=== SOURCE PASSAGE ===

During her sophomore year in 1915-16, Day joined campus honor societies and literary clubs and even dated a little—Raph introduced her to a Spaniard he knew through the Cosmopolitan Club. Day finally took P.E. and was elected captain of the sophomore field hockey team. Despite the stability provided by Rayna and Raph, school was untenable. She found the coursework too dull and uninspiring and the campus culture stifling. She did not return in the fall and followed her family to New York.

Dorothy Day was a saint of and for the secular age.

Lacking a degree but with experience writing book reviews for the Chicago Examiner and copy for a local paper, she asked a co-worker of her brother at Chicago’s Day Book newspaper for a letter of recommendation. Her thank-you note survives at the University of Illinois. In it, she thanks Carl Sandburg for the “good turn” in writing to The Call and explains her move to another publication, The Masses: “I’m going to write book reviews and stories and poems and articles and have the time of my life.”

Her familial relations were strained at the time, but she was not bothered by it. “In spite of the fact that [my brother] Donald and the rest of the family have kicked me out and would like to put me in a home for wayward girls, I’m awfully happy.” Day would ultimately find the independence, intellectual life and radical hope she first glimpsed in college in New York City, free from the stifling home atmosphere and Protestant manners of small-town Illinois.

=== SOURCE DATA ===

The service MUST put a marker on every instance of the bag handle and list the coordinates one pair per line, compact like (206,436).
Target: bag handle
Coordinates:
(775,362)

===

## SET PROBLEM 1:
Echo the passage on Dorothy Day starting at "Her familial relations" and ending at "of small-town Illinois.".
## SET PROBLEM 2:
In the Dorothy Day passage, what team was Day elected captain of during her sophomore year?
## SET PROBLEM 3:
Pick up the passage on Dorothy Day from its final sentence and keep writing.

## EXPECTED ANSWER 1:
Her familial relations were strained at the time, but she was not bothered by it. “In spite of the fact that [my brother] Donald and the rest of the family have kicked me out and would like to put me in a home for wayward girls, I’m awfully happy.” Day would ultimately find the independence, intellectual life and radical hope she first glimpsed in college in New York City, free from the stifling home atmosphere and Protestant manners of small-town Illinois.

## EXPECTED ANSWER 2:
The sophomore field hockey team.

## EXPECTED ANSWER 3:
Day recounted college briefly in her memoirs, but in her last decade those two years and her connection to the University of Illinois returned to her private thoughts, recorded in her diary. Her ties to the University of Illinois also invited public controversy. The University of Illinois at Chicago Faculty Senate attempted to award Day an honorary doctorate in 1976. But Republican members of the board of trustees refused to sign off, concerned that granting an award to Day would signal the university’s support for international socialism. Day demurred. Four years prior she outlined her rejection of honorary degrees in Commonweal as an act of respect for “Holy Wisdom” and a rejection of the “military-industrial-agricultural-educational-complex-conglomerate” she saw at the heart of higher education.

Day was a saint of and for the secular age. One of the few Americans under review for canonization with any college education—and the only one to attend a public university—her indiscretions and confusions, those awkward discoveries and repeated failures of youth, as well as the struggle to learn and better the spirit, are our own. She remains a witness for our moment, a teenager demanding answers of herself and the world, a nascent activist unimpressed with party politics, a writer finding her authors and, eventually, her faith.